Texto fornecido:
O CINEMA DE BUTECO ADVERTE: A crítica do filme Nefarious possui spoiler e deverá ser apreciada com moderação.
É FRUSTRANTE QUANDO BOAS IDEIAS NÃO SE TRANSFORMAM EM BONS FILMES. Nefarious (Chuck Konzelman e Cary Solomon, 2023) é um belo exemplo prático para ilustrar a frustração.
O conceito da produção é promissor, imaginem só, um psiquiatra é levado para examinar um prisioneiro prestes a ser executado. Quando chega para examinar o criminoso, escuta que ele é o próprio demônio. Mas a execução precária deixa os méritos apenas para o campo do que poderia ter sido, já que a obra deixa muito a desejar na parte técnica.
Começando pelas atuações: o diabão é vivido por Sean Patrick Flanery, ator cujo principal crédito é Energia Pura (Powder, Victor Salva, 1995), um clássico do Cinema em Casa. Ele até se esforça com caras e bocas, muda o tom de voz, o jeito de olhar, mas peca especialmente na linguagem corporal. Se a intenção era viver o capiroto e o homem, ele fracassou. Não dá para sentir uma diferença forte de uma atuação para a outra. Para efeito de comparação, James McAvoy, em Fragmentado (Split, M. Night Shyamalan, 2016) ensina como é que deveria ter sido feito.
Contracenando com Flanery, temos o canastrão Jordan Belfi interpretando o psiquiatra ateu, que, de forma previsível, deixa o seu ceticismo de lado para acreditar que está diante o próprio coisa ruim. A interação entre os dois é tão fraca, que fiquei entediado e cochilei várias vezes. Fui obrigado a fazer uma revisão para escrever a análise.

Informações extraídas:
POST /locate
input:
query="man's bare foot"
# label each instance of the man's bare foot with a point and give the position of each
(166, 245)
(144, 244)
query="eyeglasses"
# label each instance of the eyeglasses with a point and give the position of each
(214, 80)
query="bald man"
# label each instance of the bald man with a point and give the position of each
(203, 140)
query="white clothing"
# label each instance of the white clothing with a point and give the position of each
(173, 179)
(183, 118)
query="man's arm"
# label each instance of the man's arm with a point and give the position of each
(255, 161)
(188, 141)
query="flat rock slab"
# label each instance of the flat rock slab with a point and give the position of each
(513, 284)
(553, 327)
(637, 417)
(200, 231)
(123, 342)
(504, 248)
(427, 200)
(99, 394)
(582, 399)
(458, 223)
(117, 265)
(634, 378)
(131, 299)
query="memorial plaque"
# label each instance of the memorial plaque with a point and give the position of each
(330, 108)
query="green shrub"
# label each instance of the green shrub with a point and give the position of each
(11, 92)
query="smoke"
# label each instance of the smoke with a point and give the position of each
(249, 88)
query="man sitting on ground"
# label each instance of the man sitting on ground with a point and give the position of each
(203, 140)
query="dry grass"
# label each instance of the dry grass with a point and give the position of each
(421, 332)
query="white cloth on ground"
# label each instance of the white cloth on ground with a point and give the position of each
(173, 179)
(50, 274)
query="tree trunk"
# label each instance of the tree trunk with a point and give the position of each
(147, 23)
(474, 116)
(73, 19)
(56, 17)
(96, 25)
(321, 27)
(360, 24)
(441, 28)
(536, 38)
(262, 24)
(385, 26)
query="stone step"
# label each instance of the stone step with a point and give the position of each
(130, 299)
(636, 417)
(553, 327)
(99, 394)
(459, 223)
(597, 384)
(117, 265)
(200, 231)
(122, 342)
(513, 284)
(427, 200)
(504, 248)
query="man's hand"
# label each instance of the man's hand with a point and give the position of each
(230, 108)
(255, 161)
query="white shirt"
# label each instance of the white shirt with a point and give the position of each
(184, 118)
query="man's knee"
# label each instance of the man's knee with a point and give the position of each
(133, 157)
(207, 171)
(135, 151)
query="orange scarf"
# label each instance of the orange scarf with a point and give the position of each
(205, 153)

---

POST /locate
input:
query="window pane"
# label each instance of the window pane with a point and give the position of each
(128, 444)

Tarefa proposta 1: Diga se cada afirmação concorda com a crítica de Nefarious, respondendo sim ou não e citando literalmente as palavras do texto que decidem: (a) o psiquiatra interpretado por Jordan Belfi é ateu; (b) Sean Patrick Flanery se destaca pela linguagem corporal; (c) Nefarious foi lançado em 2016.
Tarefa proposta 2: Segundo a crítica de Nefarious, qual é o principal crédito de Sean Patrick Flanery?
Tarefa proposta 3: Repita, sem alterações, a parte da crítica de Nefarious que abre com as palavras "É FRUSTRANTE QUANDO" e fecha com "ilustrar a frustração.".

Espaço da resposta 1:
(a) Sim: "interpretando o psiquiatra ateu".
(b) Não: "mas peca especialmente na linguagem corporal".
(c) Não: "Nefarious (Chuck Konzelman e Cary Solomon, 2023)".

Espaço da resposta 2: Energia Pura (Powder, Victor Salva, 1995).

Espaço da resposta 3:
É FRUSTRANTE QUANDO BOAS IDEIAS NÃO SE TRANSFORMAM EM BONS FILMES. Nefarious (Chuck Konzelman e Cary Solomon, 2023) é um belo exemplo prático para ilustrar a frustração.